## Objective
Print the listing below in its entirety, character for character.

## Data for this exercise
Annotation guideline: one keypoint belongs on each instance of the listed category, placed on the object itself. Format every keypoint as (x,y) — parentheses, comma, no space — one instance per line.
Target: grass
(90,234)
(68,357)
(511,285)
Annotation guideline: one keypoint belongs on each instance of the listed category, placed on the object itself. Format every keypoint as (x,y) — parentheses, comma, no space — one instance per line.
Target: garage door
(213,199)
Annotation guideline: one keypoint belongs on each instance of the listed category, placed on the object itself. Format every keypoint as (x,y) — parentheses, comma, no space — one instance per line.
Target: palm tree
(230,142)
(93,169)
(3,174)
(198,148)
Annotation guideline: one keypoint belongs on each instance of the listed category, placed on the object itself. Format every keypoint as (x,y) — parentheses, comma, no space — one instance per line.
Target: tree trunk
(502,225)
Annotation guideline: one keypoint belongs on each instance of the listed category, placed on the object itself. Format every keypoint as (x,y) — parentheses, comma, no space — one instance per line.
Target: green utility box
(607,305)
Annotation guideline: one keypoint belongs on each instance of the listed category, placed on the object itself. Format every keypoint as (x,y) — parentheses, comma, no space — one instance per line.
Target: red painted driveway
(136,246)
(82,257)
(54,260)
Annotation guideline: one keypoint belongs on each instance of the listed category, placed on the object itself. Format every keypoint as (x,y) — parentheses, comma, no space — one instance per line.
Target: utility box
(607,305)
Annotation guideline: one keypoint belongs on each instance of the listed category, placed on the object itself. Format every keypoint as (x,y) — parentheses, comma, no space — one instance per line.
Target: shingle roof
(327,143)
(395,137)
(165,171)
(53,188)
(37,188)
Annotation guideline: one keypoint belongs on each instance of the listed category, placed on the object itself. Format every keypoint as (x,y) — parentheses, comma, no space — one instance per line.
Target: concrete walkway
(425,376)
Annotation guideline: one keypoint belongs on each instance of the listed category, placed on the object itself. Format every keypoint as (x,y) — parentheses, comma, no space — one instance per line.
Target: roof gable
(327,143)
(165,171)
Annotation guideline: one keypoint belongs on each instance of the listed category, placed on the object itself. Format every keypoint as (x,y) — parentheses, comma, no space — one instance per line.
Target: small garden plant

## Correct answer
Annotation guideline: one keypoint belongs on each instance of the listed category, placed on the object itself. Format every keypoint as (x,y) — parentheses, comma, no space — one instance per line.
Target: grass
(90,234)
(68,357)
(511,285)
Annotation guideline: one keypoint belongs on each instance of the listed category, placed on the object itself. Format every keypoint as (x,y) — parentheses, comma, no space — one instance per line.
Target: garage door
(213,199)
Annotation guideline: one keypoint belongs on each instance of the listed category, placed on the object itself. Format every keypoint as (x,y) — parentheses, comma, no space — one instance per line.
Target: palm tree
(230,142)
(93,169)
(3,174)
(198,148)
Annotation guideline: one keypoint belongs on each instance of the listed category, placed on the object itself. Format every keypoint as (x,y) — parentheses, comma, no space — one instance per line.
Target: tree trunk
(502,225)
Annotation guideline: one keypoint belongs on each instance of the listed category, placed on the object itself. Format every keypoint as (x,y) — parentheses, comma, no space — one instance per line.
Target: green utility box
(607,305)
Annotation guideline: one keypoint belongs on each instance of the listed category, placed on the object itself. Format every keypoint as (x,y) — parentheses, comma, no space — one instance per line.
Target: red painted driveway
(136,246)
(82,257)
(54,260)
Annotation guideline: one keypoint belongs on each instance of the listed category, placed on the object itself. Format every keypoint as (x,y) — parentheses, comma, no space — one instance per line.
Target: utility box
(607,305)
Annotation guideline: one keypoint belongs on each instance of the listed category, placed on the object itself. Format every keypoint as (x,y) — parentheses, comma, no space — one instance per line.
Target: shingle roof
(327,143)
(395,137)
(165,171)
(53,188)
(37,188)
Annotation guideline: one keypoint belongs on each instance of the listed category, placed on the object itself. Format every keypoint as (x,y) — parentheses, comma, no space — one instance per line.
Target: concrete walkway
(425,376)
Annotation guideline: one keypoint belongs on each instance of the listed category, placed on the object itself. Format every keypoint as (x,y) — parentheses, comma, no space — one instance per line.
Target: roof gable
(327,143)
(165,171)
Annotation guideline: one keypoint belongs on each instance of the listed category, placed on the object itself. Format every keypoint as (x,y) — parentheses, comma, no space — one instance per line.
Target: small garden plant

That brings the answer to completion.